* [Goal]
Retype only what runs from the line that contains "Task: Find the concrete" through the last line of the listing below, both lines included.

* [Exercise input]
========
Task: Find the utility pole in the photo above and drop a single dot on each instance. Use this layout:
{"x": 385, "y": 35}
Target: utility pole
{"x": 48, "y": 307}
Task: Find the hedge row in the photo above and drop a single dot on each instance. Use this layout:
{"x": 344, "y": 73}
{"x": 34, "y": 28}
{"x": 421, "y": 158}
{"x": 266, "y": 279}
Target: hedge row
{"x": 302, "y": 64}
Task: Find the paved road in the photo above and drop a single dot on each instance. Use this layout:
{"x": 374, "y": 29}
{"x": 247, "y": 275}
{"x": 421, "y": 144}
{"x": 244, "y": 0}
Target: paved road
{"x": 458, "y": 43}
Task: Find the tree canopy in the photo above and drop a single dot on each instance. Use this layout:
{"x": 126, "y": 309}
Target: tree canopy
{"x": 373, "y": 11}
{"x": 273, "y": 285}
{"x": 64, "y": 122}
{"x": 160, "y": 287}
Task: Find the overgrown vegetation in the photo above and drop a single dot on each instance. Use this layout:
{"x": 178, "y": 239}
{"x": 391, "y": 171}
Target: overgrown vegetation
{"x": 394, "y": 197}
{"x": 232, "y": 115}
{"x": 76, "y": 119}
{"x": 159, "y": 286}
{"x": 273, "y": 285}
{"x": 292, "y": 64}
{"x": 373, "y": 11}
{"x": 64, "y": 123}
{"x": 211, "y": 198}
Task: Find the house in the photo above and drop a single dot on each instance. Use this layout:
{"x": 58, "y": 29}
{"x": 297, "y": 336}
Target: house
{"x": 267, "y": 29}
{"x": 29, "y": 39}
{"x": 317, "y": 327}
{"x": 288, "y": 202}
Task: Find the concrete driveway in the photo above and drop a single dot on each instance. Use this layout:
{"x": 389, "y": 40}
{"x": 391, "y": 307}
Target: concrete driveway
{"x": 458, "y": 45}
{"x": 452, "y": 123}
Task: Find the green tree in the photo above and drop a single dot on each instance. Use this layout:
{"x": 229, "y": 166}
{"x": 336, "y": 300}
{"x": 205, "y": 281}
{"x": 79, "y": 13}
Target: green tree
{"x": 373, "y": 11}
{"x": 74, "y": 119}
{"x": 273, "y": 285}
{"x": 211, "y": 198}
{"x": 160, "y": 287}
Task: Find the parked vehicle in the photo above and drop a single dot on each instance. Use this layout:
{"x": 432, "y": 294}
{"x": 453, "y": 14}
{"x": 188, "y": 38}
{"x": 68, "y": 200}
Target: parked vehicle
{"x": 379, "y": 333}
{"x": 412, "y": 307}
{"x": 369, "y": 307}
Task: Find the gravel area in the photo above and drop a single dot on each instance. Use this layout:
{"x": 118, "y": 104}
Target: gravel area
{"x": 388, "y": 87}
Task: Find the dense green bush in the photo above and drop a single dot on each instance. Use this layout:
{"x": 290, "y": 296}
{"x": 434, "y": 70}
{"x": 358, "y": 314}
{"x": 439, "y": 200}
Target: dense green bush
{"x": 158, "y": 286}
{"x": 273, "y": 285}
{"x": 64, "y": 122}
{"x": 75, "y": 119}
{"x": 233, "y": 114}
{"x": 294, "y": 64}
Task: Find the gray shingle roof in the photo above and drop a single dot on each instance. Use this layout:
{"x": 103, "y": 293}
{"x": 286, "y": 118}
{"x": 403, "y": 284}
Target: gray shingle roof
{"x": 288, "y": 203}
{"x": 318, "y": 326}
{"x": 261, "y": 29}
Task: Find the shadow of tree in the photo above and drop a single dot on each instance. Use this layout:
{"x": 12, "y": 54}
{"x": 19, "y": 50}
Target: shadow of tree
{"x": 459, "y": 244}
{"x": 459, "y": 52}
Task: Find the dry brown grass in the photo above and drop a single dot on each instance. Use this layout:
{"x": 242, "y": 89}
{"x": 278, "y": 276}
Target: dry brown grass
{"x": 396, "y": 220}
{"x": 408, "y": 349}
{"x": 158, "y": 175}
========
* [Task response]
Task: Find the concrete driveway in the photo above and drop a single dot on each instance. Use this layout:
{"x": 389, "y": 40}
{"x": 391, "y": 307}
Target: concrete driveway
{"x": 458, "y": 45}
{"x": 452, "y": 123}
Task: Find the green tree in the photo above and drop a single dot on each instance. Use this layout:
{"x": 229, "y": 166}
{"x": 336, "y": 300}
{"x": 205, "y": 281}
{"x": 79, "y": 13}
Target: green tree
{"x": 373, "y": 11}
{"x": 74, "y": 119}
{"x": 273, "y": 285}
{"x": 211, "y": 198}
{"x": 160, "y": 287}
Task: Find the parked vehicle in the photo above and drop a single dot on each instance. Use this layout:
{"x": 432, "y": 294}
{"x": 453, "y": 14}
{"x": 188, "y": 38}
{"x": 68, "y": 200}
Target: parked vehicle
{"x": 379, "y": 333}
{"x": 412, "y": 307}
{"x": 369, "y": 307}
Task: Find the gravel area in the photo above and drop a single dot on each instance. Use this layout:
{"x": 118, "y": 104}
Target: gravel area
{"x": 388, "y": 87}
Task: Find the dense green bush in the photo above and drop a single dot on each instance. Use this layout:
{"x": 290, "y": 296}
{"x": 434, "y": 70}
{"x": 358, "y": 314}
{"x": 439, "y": 200}
Target: dense green bush
{"x": 158, "y": 286}
{"x": 273, "y": 285}
{"x": 64, "y": 122}
{"x": 75, "y": 119}
{"x": 233, "y": 114}
{"x": 294, "y": 64}
Task: Find the gray shingle roof in the photo above and drop a single dot on each instance. Use this layout:
{"x": 103, "y": 293}
{"x": 286, "y": 118}
{"x": 403, "y": 284}
Target: gray shingle roof
{"x": 288, "y": 203}
{"x": 318, "y": 326}
{"x": 261, "y": 29}
Task: Find the shadow of tree in the photo above and drop a single dot on each instance. Use this layout:
{"x": 12, "y": 54}
{"x": 19, "y": 50}
Target: shadow of tree
{"x": 459, "y": 244}
{"x": 459, "y": 52}
Task: Find the dry brown grass in the photo above and drop a single dot on each instance. Use this layout:
{"x": 242, "y": 89}
{"x": 278, "y": 276}
Target: dry brown grass
{"x": 396, "y": 220}
{"x": 408, "y": 349}
{"x": 158, "y": 175}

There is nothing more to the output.